IHRE AUFGABE => Duplizieren Sie die Zeilen unverändert, beginnend mit der Zeile, die „in [56, 112].“ enthält, und endend mit der letzten Zeile; beide Grenzen sind eingeschlossen.

ÜBUNGSMATERIAL =>
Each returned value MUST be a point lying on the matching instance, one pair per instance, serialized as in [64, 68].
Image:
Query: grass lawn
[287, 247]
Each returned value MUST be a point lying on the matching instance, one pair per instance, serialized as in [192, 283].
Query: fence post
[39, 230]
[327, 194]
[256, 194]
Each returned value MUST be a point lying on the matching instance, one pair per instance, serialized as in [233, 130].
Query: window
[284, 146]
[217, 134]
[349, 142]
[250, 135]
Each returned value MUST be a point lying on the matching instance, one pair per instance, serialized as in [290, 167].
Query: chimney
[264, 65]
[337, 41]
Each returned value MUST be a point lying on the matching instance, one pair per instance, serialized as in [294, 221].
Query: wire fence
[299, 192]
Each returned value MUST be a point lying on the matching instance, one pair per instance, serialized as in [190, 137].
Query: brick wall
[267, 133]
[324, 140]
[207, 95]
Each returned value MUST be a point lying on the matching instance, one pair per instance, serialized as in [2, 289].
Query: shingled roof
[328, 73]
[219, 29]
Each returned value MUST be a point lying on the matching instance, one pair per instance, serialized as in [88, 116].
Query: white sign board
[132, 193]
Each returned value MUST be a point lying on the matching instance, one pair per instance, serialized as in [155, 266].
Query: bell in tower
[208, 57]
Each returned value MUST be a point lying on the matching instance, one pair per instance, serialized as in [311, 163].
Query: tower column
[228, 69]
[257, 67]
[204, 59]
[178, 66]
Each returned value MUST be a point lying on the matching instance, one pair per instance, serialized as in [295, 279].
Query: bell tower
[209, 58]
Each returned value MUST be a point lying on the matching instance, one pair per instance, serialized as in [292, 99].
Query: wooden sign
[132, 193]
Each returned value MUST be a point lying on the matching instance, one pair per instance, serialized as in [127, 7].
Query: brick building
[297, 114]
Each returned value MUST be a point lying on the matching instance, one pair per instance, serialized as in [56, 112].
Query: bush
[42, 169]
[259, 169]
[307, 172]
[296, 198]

KORREKTES ERGEBNIS =>
Each returned value MUST be a point lying on the matching instance, one pair per instance, serialized as in [56, 112].
Query: bush
[42, 169]
[259, 169]
[307, 172]
[296, 198]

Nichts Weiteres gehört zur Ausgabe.